§ Stated problem 1
In the text on the 1964 television series Akō Rōshi, what viewership rating did the episode showing the raid receive?

━━━ Document text ━━━

- Genre: Taiga drama
- Written by: Genzō Murakami
- Directed by: Makoto Ohara etc
- Starring: Kazuo Hasegawa Shinsuke Ashida Chikage Awashima Takahiro Tamura Jukichi Uno Katsuo Nakamura Takashi Shimura Yoichi Hayashi Jun Tazaki Masakazu Tamura Kanjūrō Arashi Osamu Takizawa Isuzu Yamada
- Narrated by: Saburō Takeuchi
- Theme music composer: Yasushi Akutagawa
- Opening theme: NHK Symphony Orchestra
- Country of origin: Japan
- Original language: Japanese
- No. of episodes: 52

Production
- Running time: 45 minutes

Original release
- Network: NHK
- Release: January 5 – December 27, 1964

Related
- Akō Rōshi (1961 film)

= Akō Rōshi (1964 TV series) =

Akō Rōshi (赤穂浪士) is a 1964 Japanese television series. It is the 2nd NHK taiga drama.

The viewership rating was well over 30%, and the episode where the raid was broadcast had a viewership rating of 53.0%. It also set the record for the highest viewership rating in the history of taiga dramas. This record has not yet been broken as of 2021. The average audience rating for all episodes is 31.9%, making it the 4th of all-time (as of 2019).

━━━ Extracted entries ━━━

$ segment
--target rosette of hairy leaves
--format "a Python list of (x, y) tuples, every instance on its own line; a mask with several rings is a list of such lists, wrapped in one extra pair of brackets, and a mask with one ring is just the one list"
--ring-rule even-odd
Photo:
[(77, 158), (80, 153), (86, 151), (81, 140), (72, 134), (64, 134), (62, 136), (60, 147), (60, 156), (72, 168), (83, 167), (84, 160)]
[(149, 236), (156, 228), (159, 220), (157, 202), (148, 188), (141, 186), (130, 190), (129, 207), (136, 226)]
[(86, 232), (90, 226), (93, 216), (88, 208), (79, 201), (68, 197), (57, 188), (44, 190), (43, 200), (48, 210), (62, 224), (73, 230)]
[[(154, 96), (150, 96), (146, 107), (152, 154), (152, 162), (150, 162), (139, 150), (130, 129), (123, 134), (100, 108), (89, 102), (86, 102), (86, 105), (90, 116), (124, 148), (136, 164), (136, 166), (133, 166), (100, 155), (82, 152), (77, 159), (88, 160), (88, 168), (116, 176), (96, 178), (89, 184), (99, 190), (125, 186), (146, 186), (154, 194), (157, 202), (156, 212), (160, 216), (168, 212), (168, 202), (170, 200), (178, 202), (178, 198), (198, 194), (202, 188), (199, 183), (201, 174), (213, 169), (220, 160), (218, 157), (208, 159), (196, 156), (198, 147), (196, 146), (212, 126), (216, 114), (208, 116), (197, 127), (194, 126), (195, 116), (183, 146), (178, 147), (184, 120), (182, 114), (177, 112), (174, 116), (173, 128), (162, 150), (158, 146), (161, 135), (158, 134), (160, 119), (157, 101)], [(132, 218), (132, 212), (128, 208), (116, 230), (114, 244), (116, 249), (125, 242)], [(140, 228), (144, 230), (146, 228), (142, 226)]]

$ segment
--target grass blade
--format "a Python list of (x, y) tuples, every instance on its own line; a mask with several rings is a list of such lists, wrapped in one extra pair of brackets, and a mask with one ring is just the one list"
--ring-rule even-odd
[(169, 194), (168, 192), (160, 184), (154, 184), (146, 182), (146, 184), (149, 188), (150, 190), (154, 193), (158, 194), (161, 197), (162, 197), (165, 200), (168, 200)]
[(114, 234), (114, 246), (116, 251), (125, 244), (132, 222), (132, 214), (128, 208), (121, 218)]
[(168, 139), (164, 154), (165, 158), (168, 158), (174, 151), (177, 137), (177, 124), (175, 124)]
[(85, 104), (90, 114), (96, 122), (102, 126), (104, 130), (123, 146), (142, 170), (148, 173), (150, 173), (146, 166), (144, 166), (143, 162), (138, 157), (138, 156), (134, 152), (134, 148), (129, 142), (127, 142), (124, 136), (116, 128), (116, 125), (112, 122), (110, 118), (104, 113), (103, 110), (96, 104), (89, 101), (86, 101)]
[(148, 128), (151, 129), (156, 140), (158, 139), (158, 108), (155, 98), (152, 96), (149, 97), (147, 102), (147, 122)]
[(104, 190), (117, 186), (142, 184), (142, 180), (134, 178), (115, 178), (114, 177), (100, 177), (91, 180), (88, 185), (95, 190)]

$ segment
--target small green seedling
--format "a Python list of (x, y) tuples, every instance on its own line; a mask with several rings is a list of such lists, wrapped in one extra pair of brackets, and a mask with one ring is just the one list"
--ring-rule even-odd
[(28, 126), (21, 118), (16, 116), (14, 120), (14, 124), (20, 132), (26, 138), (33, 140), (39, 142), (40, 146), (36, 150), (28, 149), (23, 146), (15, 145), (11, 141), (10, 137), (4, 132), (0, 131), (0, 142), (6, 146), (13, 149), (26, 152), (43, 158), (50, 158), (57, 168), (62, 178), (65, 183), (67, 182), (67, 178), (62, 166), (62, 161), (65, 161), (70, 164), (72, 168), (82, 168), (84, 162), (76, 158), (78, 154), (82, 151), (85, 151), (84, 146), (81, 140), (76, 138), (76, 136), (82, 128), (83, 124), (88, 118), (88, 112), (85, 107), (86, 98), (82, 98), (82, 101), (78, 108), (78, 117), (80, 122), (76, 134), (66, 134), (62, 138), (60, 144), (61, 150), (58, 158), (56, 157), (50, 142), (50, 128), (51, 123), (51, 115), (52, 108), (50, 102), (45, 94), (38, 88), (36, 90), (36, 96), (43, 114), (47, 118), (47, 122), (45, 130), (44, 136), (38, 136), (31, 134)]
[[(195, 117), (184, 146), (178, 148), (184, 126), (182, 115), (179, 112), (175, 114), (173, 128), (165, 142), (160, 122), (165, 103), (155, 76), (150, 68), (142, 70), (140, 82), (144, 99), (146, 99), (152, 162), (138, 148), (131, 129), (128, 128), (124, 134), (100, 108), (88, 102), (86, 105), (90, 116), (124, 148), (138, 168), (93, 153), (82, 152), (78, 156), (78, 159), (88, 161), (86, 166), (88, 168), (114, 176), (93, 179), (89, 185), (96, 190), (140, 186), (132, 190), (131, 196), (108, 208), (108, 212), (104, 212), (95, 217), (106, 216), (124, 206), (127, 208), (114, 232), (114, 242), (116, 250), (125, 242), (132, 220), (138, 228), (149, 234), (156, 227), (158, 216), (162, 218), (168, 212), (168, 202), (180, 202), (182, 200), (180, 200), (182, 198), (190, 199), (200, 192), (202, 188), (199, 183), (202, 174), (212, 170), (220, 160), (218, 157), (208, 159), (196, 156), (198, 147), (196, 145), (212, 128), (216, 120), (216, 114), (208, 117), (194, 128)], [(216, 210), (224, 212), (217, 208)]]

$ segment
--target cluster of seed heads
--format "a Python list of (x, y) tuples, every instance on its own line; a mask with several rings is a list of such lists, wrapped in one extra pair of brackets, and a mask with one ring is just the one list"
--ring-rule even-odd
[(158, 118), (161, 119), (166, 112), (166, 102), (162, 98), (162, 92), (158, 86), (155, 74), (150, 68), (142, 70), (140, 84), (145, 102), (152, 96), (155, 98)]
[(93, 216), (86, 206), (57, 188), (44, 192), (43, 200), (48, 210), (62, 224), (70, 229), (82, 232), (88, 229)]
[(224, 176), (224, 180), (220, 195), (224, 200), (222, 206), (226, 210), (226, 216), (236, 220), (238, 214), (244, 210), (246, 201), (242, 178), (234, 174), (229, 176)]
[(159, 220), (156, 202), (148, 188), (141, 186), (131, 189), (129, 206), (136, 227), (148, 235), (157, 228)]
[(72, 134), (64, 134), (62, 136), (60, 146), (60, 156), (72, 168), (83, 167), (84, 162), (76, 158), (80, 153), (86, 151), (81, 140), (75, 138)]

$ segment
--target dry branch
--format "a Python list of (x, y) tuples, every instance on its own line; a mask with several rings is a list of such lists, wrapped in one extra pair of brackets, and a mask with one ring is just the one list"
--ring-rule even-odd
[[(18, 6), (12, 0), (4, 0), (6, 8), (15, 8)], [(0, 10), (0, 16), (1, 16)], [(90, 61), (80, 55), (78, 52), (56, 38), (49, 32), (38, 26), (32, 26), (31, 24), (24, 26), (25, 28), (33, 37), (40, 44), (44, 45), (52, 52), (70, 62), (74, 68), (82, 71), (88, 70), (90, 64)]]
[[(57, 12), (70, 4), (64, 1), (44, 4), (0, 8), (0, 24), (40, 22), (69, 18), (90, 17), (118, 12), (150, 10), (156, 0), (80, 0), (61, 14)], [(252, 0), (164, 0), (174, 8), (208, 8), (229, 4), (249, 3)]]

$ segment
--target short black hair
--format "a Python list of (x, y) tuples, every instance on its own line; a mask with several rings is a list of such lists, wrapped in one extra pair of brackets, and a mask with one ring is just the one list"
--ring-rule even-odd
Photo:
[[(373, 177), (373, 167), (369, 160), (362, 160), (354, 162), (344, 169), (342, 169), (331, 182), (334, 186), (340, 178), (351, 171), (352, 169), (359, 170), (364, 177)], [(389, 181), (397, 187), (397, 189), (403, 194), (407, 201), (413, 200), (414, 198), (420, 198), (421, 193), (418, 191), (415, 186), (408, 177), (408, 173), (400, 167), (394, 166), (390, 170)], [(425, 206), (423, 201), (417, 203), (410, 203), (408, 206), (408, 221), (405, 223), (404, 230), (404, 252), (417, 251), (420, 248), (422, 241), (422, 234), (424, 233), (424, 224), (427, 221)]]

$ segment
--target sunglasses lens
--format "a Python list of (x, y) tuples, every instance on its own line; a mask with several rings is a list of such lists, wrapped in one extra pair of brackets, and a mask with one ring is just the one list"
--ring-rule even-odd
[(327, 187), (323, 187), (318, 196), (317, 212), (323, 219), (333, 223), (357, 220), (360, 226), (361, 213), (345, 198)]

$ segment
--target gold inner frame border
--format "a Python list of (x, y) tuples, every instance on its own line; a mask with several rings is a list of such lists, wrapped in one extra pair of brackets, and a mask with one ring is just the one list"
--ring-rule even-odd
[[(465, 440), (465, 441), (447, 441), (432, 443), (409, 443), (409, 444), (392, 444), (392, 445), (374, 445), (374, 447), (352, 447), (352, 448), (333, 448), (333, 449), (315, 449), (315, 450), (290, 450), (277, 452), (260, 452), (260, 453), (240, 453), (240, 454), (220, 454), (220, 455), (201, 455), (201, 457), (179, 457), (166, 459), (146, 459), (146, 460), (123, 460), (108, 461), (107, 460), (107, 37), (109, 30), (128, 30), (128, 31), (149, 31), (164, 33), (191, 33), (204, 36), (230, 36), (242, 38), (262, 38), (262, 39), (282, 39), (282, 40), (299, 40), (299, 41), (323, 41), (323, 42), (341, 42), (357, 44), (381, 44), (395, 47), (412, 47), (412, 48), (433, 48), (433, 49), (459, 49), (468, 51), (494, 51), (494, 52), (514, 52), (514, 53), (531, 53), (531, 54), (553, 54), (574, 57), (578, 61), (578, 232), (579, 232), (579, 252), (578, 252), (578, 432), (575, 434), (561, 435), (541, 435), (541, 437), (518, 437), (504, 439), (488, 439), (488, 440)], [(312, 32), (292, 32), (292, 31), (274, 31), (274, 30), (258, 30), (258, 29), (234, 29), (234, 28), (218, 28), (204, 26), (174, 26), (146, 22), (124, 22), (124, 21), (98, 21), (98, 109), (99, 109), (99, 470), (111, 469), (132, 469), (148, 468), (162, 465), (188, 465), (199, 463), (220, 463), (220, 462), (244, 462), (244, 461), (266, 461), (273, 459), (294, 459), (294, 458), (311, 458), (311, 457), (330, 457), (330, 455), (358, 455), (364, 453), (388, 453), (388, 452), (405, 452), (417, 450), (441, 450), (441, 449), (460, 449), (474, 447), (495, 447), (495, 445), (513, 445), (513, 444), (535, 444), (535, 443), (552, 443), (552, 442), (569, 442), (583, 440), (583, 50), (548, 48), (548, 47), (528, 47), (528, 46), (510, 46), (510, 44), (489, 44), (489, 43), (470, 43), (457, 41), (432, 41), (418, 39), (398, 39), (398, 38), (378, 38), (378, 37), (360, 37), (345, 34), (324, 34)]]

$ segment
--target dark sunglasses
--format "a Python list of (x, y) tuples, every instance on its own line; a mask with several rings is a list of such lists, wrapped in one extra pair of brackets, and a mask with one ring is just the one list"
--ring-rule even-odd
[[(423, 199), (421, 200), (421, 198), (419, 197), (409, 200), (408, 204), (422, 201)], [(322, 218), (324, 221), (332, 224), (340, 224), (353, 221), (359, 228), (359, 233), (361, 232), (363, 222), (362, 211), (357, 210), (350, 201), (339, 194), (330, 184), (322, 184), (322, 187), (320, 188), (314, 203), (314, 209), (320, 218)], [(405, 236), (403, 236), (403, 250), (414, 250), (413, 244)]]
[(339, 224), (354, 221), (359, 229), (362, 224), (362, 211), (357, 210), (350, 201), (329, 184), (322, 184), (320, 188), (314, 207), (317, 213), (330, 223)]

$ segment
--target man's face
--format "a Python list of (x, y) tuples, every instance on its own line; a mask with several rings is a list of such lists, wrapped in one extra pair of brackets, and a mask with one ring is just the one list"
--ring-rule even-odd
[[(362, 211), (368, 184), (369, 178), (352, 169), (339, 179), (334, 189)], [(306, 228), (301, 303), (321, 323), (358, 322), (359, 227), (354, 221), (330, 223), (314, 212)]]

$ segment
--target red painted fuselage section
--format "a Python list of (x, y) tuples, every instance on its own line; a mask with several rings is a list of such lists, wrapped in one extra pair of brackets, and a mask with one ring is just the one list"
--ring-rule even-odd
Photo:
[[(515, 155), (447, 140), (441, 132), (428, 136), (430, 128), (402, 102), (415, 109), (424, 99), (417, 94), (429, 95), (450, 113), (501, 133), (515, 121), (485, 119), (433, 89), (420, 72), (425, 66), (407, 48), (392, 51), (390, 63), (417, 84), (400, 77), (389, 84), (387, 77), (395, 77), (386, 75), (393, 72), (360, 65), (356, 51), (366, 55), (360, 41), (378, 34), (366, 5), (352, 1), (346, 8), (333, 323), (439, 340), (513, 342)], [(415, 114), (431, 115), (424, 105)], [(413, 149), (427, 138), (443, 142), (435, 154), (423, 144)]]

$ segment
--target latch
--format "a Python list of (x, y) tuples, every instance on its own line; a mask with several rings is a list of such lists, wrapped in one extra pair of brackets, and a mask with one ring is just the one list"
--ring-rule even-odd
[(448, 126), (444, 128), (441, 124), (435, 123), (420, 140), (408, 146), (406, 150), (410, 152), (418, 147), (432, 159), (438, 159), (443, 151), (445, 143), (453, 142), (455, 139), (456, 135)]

━━━

§ Stated problem 2
Copy out the entries verbatim, starting at their very first line and ending with the line containing "224), (73, 230)]", with both of those lines included.

§ Expected output 1
It received a viewership rating of 53.0%.

§ Expected output 2
$ segment
--target rosette of hairy leaves
--format "a Python list of (x, y) tuples, every instance on its own line; a mask with several rings is a list of such lists, wrapped in one extra pair of brackets, and a mask with one ring is just the one list"
--ring-rule even-odd
Photo:
[(77, 158), (80, 153), (86, 151), (81, 140), (72, 134), (64, 134), (62, 136), (60, 147), (60, 156), (72, 168), (83, 167), (84, 160)]
[(149, 236), (156, 228), (159, 220), (157, 202), (148, 188), (141, 186), (130, 190), (129, 207), (136, 226)]
[(86, 232), (90, 226), (93, 216), (88, 208), (79, 201), (68, 197), (57, 188), (44, 190), (43, 200), (48, 210), (62, 224), (73, 230)]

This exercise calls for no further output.